-- START OF Extracted text --

The bottom line is that normal radial ball bearings can take much less ovalization force than you would probably think, even if it's tiny fraction of the loads the bearing is rated for, so you either need an impractically thick BB shell, reamed perfectly round, or put the bearings in protective bores/cups. Here's some BB cups for 16er and a 20" tandem.


----------



## AdamR83 (Jan 21, 2021)

JackOfDiamonds said:


> I don't know why you wanted to blaze new ground here, so serves you right.


Not sure if it was intended this way, but that came across pretty rude. I think it's pretty obvious that I don't want to do things the same way as everyone else, given that I have: TIG brazed a frame when the whole internet said "you can't", used 26" wheels when the whole MTB industry says "that's old!", fitted rigid forks when (nearly) everyone is riding suspension, raised my BB and shortened my chainstays, and gone down on tyre size and prefer it. With the BB specifically, a 68 / 73mm wide screw in system wouldn't have worked with the clearances I needed, the tubeset I had, and my skill level.

I'm clearly not a moron, and I know press fit is a bit crap without serious care and attention to detail, but it's working well enough here. I'm still getting ~twice the mileage out of this system than a traditional 24tpi screw in DUB setup (granted those BBs are utter garbage), with replacement no more expensive and possible at home without expensive / specific tools.

Anyway - thanks for writing everything out that I couldn't be arsed to / didn't have time to, a very useful post for others to find in future.

I like the kids BB setup btw, nice to see someone properly considering ergonomics and not using off the peg 'solutions' with stupidly huge Q factors that leave kids riding like John Wayne!


----------



## AdamR83 (Jan 21, 2021)

OK so, next update...



















First crack found. Right through the middle of the braze. Going to put this down to an inclusion / my poor skills, and the head tube being very short.



















Melted the braze material to hopefully remove the crack, then laid another line of filler over the top. Also added a bit more at the ends of the downtube gusset, it was a bit shy previously and found two micro cracks there as well.

Surprised at how shiny and nice it looks when cleaned up, I may well do the whole frame over winter!










BB is still running smooth with the latest bearings, but I have a crafty idea to try when they die again...

SRAM PC-971 chain is dead after about 300 miles, stuck another Record C9 on.



















Sprocket and chainring are doing OK, flipped the rear one over to match the new chain.

Rear hub still working perfectly, and I still love the simplicity of the frame ends when the rear wheel needs to come out or chain tension needs adjusting.

I am also trying a set of the Fasst Flexx bars. A bit of a unique product but I think they suit rigid applications well. Forgot to get a photo of these but I'm sure Google will sort out anyone interested!

So far I've only done 3 loops of the same trail to try 3 different stiffnesses of elastomer. First impressions are great, but I plan to use up the 30 day trial period (can send them back within 30 days of you don't like them) and then will leave a more considered opinion.

Also grabbed one of the Timber! bells which seems like an awesome product. Already come in handy a few times for groups of walkers, giving them a gentle and increasing warning of my approach. Have a look on YouTube for an explanation.

-- END OF Extracted text --
-- START OF Given entries --

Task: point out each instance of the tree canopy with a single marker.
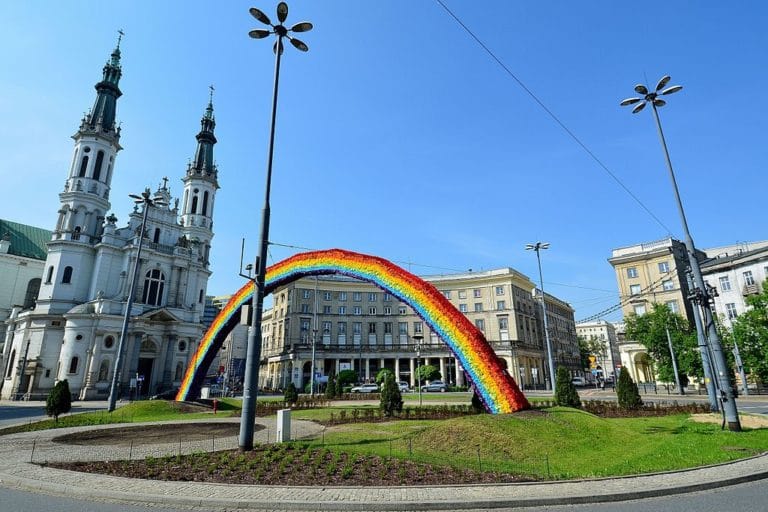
(650, 330)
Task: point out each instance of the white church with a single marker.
(72, 330)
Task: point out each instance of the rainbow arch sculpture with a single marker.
(495, 387)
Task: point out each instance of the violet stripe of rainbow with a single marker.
(494, 386)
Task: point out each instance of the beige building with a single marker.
(356, 326)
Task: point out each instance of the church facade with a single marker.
(72, 330)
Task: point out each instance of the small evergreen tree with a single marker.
(565, 392)
(59, 400)
(627, 392)
(391, 400)
(330, 388)
(291, 395)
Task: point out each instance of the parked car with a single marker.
(365, 388)
(579, 381)
(435, 385)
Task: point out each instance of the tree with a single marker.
(565, 392)
(650, 329)
(330, 388)
(427, 373)
(750, 331)
(391, 400)
(59, 400)
(291, 395)
(627, 392)
(381, 377)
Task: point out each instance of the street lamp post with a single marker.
(253, 351)
(417, 338)
(701, 292)
(538, 247)
(148, 201)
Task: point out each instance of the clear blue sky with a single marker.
(398, 135)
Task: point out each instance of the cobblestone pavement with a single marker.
(20, 453)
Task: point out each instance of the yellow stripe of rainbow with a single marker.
(494, 385)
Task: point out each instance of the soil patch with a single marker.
(152, 434)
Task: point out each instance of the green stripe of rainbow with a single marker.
(494, 385)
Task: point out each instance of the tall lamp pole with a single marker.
(701, 292)
(538, 247)
(147, 200)
(253, 351)
(417, 338)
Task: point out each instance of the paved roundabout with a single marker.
(22, 453)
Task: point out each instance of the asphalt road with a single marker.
(750, 497)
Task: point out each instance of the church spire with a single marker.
(203, 164)
(102, 115)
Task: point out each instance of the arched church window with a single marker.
(104, 370)
(33, 288)
(83, 166)
(154, 282)
(97, 167)
(10, 364)
(67, 277)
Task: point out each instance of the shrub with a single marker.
(626, 391)
(291, 395)
(391, 400)
(565, 392)
(59, 400)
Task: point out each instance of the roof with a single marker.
(26, 241)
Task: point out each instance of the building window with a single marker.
(154, 282)
(672, 305)
(104, 370)
(33, 289)
(67, 277)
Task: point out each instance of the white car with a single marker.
(366, 388)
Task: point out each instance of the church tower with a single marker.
(85, 198)
(200, 185)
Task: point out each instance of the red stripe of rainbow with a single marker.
(494, 385)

-- END OF Given entries --

Stated problem 1
Lay out the stretch of the listing from the line containing "Task: point out each instance of the tall" through the end of the listing as a numbered list, omitting any blank lines.
Stated problem 2
Carry on the bike-build forum thread from the point where it stops.
The bike-build forum thread and the listing have no connection to each other.

Exercise result 1
1. Task: point out each instance of the tall lamp pole with a single marker.
2. (701, 292)
3. (538, 247)
4. (147, 200)
5. (253, 351)
6. (417, 338)
7. Task: point out each instance of the paved roundabout with a single marker.
8. (22, 453)
9. Task: point out each instance of the asphalt road with a single marker.
10. (750, 497)
11. Task: point out each instance of the church spire with a single marker.
12. (203, 164)
13. (102, 115)
14. Task: point out each instance of the arched church window with a single marker.
15. (104, 370)
16. (33, 288)
17. (83, 166)
18. (154, 282)
19. (97, 167)
20. (10, 364)
21. (67, 277)
22. Task: point out each instance of the shrub with a single marker.
23. (626, 391)
24. (291, 395)
25. (391, 400)
26. (565, 392)
27. (59, 400)
28. Task: point out each instance of the roof with a single marker.
29. (26, 241)
30. Task: point out each instance of the building window with a single marker.
31. (154, 282)
32. (672, 305)
33. (104, 370)
34. (33, 289)
35. (67, 277)
36. Task: point out each instance of the white car with a single marker.
37. (366, 388)
38. Task: point out each instance of the church tower with a single marker.
39. (85, 198)
40. (200, 185)
41. Task: point out each instance of the red stripe of rainbow with a single marker.
42. (494, 385)

Exercise result 2
Enjoyed a chat with Thomas at Cyclorise (UK distro) about both of the above items yesterday, great to speak with a fellow detail nerd about some unique products!

Ready to roll again this weekend


----------



## Ben.land101 (Dec 25, 2012)

You probably already know this, but definitely keep an eye on where you melted / welded over that crack. If you didn't get 100% of the crack re-melted and repaired it will crack again very easily.

Also, in the other thread you mentioned the brazing rod was a "SIF Phosphor Bronze No8". Is that correct? Kind of a strange choice. Although, tig brazing a bike frame is also a strange choice. Lol.

I would definitely try to get some Silicon Bronze if you can. 
The Silicon Bronze is around ~340 MPa, while that Phosphor Bronze seems to be more like 260 MPa from the stuff I can find online.
I can't find much about the other mechanical properties of that stuff though. I am just biased towards Silicon Bronze, since I have a lot of experience with it. 

I think we chatted briefly about this in another thread, can't remember where though. I'm still planning on doing a bike one day with Tig Braze over regular tig welds, purely for the coppery goodness looks though. I don't want to rely on it for the strength. Haha.


----------



## AdamR83 (Jan 21, 2021)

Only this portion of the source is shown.